(Directions for this task):
Line by line, set down all the data below exactly, omitting any picture.

[Image point grounding data]
Start of Block

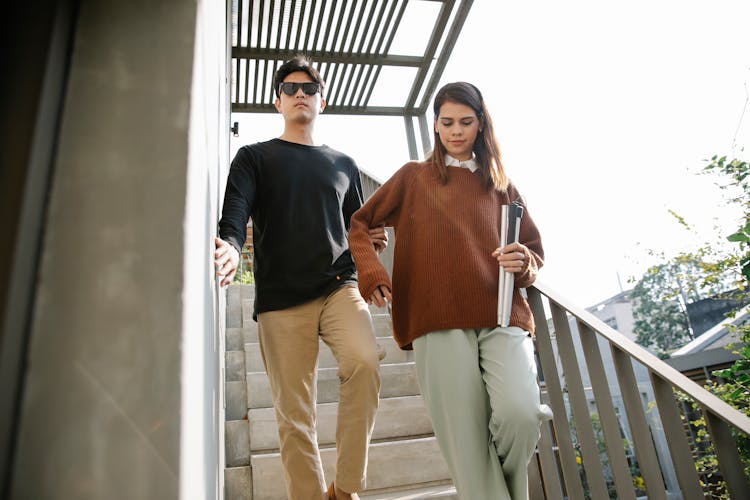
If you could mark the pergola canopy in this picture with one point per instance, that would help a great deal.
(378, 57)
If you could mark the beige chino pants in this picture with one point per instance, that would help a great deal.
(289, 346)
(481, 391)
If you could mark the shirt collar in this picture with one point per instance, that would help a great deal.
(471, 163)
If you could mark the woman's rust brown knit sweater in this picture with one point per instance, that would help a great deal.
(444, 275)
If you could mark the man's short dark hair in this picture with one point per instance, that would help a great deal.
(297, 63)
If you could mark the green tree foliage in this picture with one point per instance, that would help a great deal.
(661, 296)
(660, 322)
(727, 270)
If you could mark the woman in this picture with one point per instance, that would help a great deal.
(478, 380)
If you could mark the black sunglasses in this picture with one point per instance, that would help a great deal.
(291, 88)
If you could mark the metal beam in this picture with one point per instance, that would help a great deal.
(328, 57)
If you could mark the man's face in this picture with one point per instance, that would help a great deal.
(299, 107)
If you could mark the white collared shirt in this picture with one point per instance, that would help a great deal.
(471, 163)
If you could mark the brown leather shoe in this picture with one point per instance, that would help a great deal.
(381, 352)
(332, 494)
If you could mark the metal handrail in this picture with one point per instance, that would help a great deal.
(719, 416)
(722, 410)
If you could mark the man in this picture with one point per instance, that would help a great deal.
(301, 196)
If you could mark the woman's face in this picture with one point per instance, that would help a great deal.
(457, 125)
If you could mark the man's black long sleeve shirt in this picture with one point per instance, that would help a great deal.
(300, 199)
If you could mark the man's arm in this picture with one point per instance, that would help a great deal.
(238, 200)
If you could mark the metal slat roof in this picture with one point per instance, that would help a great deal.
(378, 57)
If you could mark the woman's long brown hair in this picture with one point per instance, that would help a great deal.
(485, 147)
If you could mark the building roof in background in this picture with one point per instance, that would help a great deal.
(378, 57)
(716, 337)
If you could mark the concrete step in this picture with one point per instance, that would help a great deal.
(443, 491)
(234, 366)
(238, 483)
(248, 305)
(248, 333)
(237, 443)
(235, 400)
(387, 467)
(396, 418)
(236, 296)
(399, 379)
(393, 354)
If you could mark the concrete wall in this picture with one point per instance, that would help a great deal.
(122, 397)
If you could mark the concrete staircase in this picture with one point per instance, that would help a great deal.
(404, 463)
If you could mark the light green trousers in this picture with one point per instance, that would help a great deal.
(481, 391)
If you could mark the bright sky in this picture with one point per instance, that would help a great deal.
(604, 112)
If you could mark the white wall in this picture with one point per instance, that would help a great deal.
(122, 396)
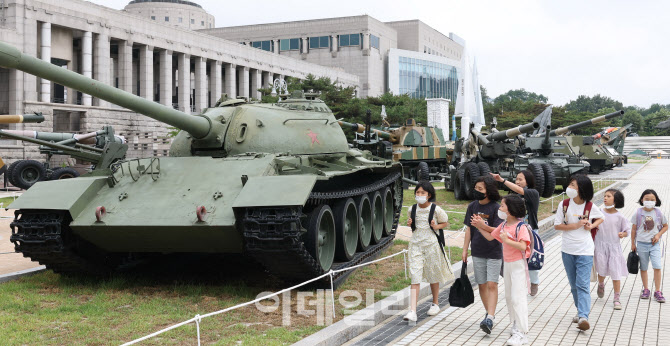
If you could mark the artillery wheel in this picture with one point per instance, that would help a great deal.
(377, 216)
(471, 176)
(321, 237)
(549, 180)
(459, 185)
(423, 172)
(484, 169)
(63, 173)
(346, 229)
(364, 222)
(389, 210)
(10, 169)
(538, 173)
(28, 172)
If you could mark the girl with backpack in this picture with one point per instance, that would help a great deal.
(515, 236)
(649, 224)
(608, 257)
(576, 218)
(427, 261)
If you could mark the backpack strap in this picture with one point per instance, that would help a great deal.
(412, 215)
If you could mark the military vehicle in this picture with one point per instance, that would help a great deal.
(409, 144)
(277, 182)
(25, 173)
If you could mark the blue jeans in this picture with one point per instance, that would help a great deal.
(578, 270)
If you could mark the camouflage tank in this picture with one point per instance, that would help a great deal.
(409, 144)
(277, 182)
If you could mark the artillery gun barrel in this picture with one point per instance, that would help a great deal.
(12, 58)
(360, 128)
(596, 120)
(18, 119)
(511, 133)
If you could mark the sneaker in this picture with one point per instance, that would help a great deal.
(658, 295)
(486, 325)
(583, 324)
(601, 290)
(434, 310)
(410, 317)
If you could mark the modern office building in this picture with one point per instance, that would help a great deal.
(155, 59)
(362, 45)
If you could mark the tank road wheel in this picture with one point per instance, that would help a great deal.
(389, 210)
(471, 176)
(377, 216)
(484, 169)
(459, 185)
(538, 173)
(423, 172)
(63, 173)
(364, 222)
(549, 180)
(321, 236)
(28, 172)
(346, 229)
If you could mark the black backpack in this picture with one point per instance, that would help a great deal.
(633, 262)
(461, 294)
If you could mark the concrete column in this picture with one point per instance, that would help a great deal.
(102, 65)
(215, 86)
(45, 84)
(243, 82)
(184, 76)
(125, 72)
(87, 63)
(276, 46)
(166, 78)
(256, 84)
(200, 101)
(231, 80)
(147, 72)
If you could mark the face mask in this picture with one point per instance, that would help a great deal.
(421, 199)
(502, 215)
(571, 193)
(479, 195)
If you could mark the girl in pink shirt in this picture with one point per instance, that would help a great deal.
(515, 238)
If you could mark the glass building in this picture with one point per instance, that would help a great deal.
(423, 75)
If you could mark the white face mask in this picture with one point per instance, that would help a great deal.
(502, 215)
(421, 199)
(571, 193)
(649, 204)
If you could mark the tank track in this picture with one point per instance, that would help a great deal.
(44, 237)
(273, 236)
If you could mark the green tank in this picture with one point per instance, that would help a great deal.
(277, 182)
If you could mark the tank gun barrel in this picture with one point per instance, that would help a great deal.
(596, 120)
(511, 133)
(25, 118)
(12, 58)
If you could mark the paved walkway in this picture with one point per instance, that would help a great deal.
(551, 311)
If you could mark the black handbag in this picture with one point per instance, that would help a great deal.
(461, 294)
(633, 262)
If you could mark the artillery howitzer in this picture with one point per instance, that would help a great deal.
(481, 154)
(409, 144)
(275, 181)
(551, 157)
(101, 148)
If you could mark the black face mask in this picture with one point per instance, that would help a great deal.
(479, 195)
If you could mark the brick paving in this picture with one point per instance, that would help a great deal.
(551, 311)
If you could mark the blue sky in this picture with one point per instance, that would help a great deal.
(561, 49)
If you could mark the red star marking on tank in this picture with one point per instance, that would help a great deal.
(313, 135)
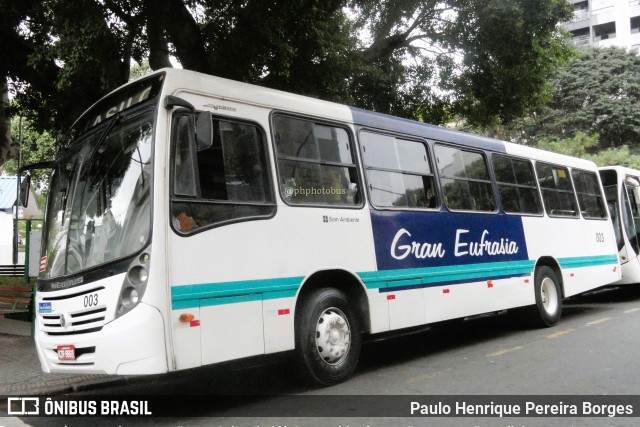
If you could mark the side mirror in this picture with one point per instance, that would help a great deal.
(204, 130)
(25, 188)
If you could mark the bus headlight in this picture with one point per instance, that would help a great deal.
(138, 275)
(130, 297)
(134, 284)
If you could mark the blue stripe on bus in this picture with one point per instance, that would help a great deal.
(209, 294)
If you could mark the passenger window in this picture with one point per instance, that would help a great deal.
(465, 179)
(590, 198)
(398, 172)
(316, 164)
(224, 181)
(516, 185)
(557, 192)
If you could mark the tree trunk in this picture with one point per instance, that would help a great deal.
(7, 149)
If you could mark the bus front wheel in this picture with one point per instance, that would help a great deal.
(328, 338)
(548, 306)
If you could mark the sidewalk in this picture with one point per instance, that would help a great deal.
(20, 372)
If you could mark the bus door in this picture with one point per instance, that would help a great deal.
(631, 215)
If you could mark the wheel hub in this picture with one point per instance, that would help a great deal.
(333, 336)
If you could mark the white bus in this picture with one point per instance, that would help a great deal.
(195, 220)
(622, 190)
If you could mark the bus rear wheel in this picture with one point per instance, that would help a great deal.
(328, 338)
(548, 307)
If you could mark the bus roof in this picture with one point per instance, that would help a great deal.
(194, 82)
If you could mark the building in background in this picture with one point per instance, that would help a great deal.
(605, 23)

End of Block

(Result below):
If you could mark the pergola canopy in this picture with one point per instance, that would help a great deal.
(378, 57)
If you could mark the beige chino pants in this picture with one point per instance, that would help a great deal.
(289, 346)
(481, 391)
If you could mark the shirt collar in this picture with one point per instance, that would help a great deal.
(471, 163)
If you could mark the woman's rust brown knit sweater in this picture with one point per instance, that would help a great deal.
(444, 275)
If you could mark the man's short dark hair in this picture with one point per instance, that would help a great deal.
(297, 63)
If you could mark the green tree foliage in this picture with one point per instance, that would help a great deal.
(661, 296)
(660, 322)
(727, 270)
If you could mark the woman in this picture with one point per instance, that would help a great deal.
(478, 380)
If you could mark the black sunglasses in this picture with one point per instance, that would help a great deal.
(291, 88)
If you could mark the metal beam in this picture with one point per instance, that would help a great deal.
(328, 57)
If you could mark the man's face in this picture with one point per instance, that would help a great deal.
(299, 107)
If you could mark the white collared shirt in this picture with one point per instance, that would help a great deal.
(471, 163)
If you could mark the brown leather shoe in this picture with one point per instance, that would help a great deal.
(381, 352)
(332, 494)
If you could mark the metal handrail in this picture with one point per instance, that would help a great deal.
(719, 416)
(722, 410)
If you could mark the man in this picture with one point per instance, that would help a great deal.
(301, 196)
If you could mark the woman's face in this picture with one point per instance, that would help a great deal.
(457, 125)
If you could mark the man's black long sleeve shirt in this picture with one point per instance, that would help a great deal.
(300, 199)
If you could mark the man's arm in this picture with one point per instance, that would help a great deal.
(238, 200)
If you could mark the metal slat roof in this picture with one point per instance, that would help a great deal.
(378, 57)
If you could mark the woman's long brown hair in this picture with one point per instance, that would help a great deal.
(485, 147)
If you could mark the building roof in background in this picture with one point per instance, that would help a great deal.
(378, 57)
(716, 337)
If you could mark the concrete step in this picture with one point per instance, that would help a great deal.
(443, 491)
(234, 366)
(238, 483)
(248, 305)
(248, 333)
(237, 443)
(235, 400)
(387, 467)
(396, 418)
(236, 296)
(399, 379)
(393, 354)
If you could mark the concrete wall in this picture with one point per instance, that would help a great deal.
(122, 397)
If you could mark the concrete staircase in this picture with one point per instance, that would help a great deal.
(404, 463)
If you could mark the light green trousers in this picture with one point per instance, that would help a great deal.
(481, 391)
If you could mark the bright sky in this picture with one point per instance, that would help a great deal.
(604, 112)
If you could mark the white wall in this picture with one point per instance, that would help a great deal.
(122, 396)
If you could mark the artillery wheel in this picture with one point per instance, that would help a great deal.
(377, 216)
(471, 176)
(321, 237)
(549, 180)
(459, 185)
(423, 172)
(484, 169)
(63, 173)
(346, 229)
(364, 222)
(389, 210)
(10, 169)
(538, 173)
(28, 172)
If you could mark the girl with backpack in this picture with one point per instance, that would help a great deal.
(515, 236)
(649, 224)
(608, 257)
(576, 218)
(427, 261)
If you could mark the backpack strap in this picture with one point per instance, that would help a great deal.
(412, 215)
If you could mark the military vehicle in this picture with one point per instance, that would help a great deal.
(409, 144)
(277, 182)
(25, 173)
If you could mark the blue jeans in this picture with one point per instance, that would help a great deal.
(578, 270)
If you could mark the camouflage tank in this picture with one point per instance, that would help a great deal.
(409, 144)
(277, 182)
If you could mark the artillery gun barrel in this picture with one point per instance, that would help a great deal.
(12, 58)
(360, 128)
(596, 120)
(18, 119)
(511, 133)
If you could mark the sneaker in this picture with one point per instance, that would help a great deal.
(658, 295)
(486, 325)
(583, 324)
(601, 290)
(434, 310)
(410, 317)
If you could mark the modern office building in this picture with one point per instance, that would help a great deal.
(155, 59)
(362, 45)
If you could mark the tank road wheel in this picture with one point per instance, that would help a great deal.
(389, 210)
(471, 176)
(377, 216)
(484, 169)
(459, 185)
(538, 173)
(423, 172)
(63, 173)
(364, 222)
(549, 180)
(321, 236)
(28, 172)
(346, 229)
If you could mark the black backpack in this picture with one point per instance, that would help a great deal.
(633, 262)
(461, 294)
If you could mark the concrete column in this picture with one point per instance, that would help a great deal.
(102, 65)
(215, 86)
(45, 84)
(243, 82)
(184, 76)
(125, 72)
(87, 63)
(276, 46)
(166, 78)
(256, 84)
(200, 101)
(231, 80)
(147, 72)
If you could mark the face mask in this picture with one point per instance, that would help a great deal.
(421, 199)
(502, 215)
(571, 193)
(479, 195)
If you could mark the girl in pink shirt in this picture with one point per instance, that would help a great deal.
(515, 238)
If you could mark the glass building in this picture with one point per instance, that would help a great deal.
(423, 75)
If you could mark the white face mask in this picture with one point per instance, that would help a great deal.
(502, 215)
(421, 199)
(571, 193)
(649, 204)
If you could mark the tank track in this picture with one point per instance, that would help a great deal.
(44, 237)
(273, 236)
If you could mark the green tank in this picture with one point per instance, that would help a great deal.
(277, 182)
If you could mark the tank gun barrel in this picture with one point per instance, that would help a great deal.
(596, 120)
(511, 133)
(25, 118)
(12, 58)
If you could mark the paved walkway in this picture with one point per instance, that would help a great deal.
(551, 311)
If you could mark the black handbag in this picture with one point per instance, that would help a great deal.
(461, 294)
(633, 262)
If you could mark the artillery howitzer in this picture with one point per instance, that would help a great deal.
(481, 154)
(409, 144)
(275, 181)
(551, 157)
(101, 148)
If you could mark the black face mask in this picture with one point per instance, that would help a great deal.
(479, 195)
If you could mark the brick paving in this picture with one point per instance, that would help a great deal.
(551, 311)
If you could mark the blue sky in this picture with one point per instance, that would help a great deal.
(561, 49)
If you could mark the red star marking on tank in this picture with one point per instance, that would help a great deal.
(313, 135)
If you could mark the side mirror in this picture with one point per instance, that would help a great deal.
(204, 130)
(25, 188)
If you could mark the bus headlight in this picture with one point per instance, that would help a great deal.
(138, 275)
(130, 297)
(134, 284)
If you could mark the blue stripe on bus in this picture with one point per instance, that would help a great deal.
(209, 294)
If you could mark the passenger window in this picture with one point per instance, that would help a great deal.
(465, 179)
(590, 198)
(398, 172)
(316, 164)
(224, 181)
(516, 185)
(557, 192)
If you could mark the tree trunk in this picture with one point per instance, that would help a great deal.
(7, 149)
If you could mark the bus front wheel in this picture with one point per instance, that would help a great deal.
(328, 338)
(548, 306)
If you could mark the sidewalk in this picture with one point per instance, that would help a great deal.
(20, 372)
If you could mark the bus door in this picture with one point per instance, that would help a great deal.
(631, 215)
If you could mark the wheel hub in this picture with one point per instance, that would help a great deal.
(333, 336)
If you could mark the white bus in this picture with one point per instance, that would help a great deal.
(195, 220)
(622, 190)
If you could mark the bus rear wheel in this picture with one point per instance, that would help a great deal.
(328, 338)
(548, 307)
If you could mark the bus roof in this picture with one point per instance, that would help a great deal.
(194, 82)
If you could mark the building in background in this picture with one point per instance, that would help a great deal.
(605, 23)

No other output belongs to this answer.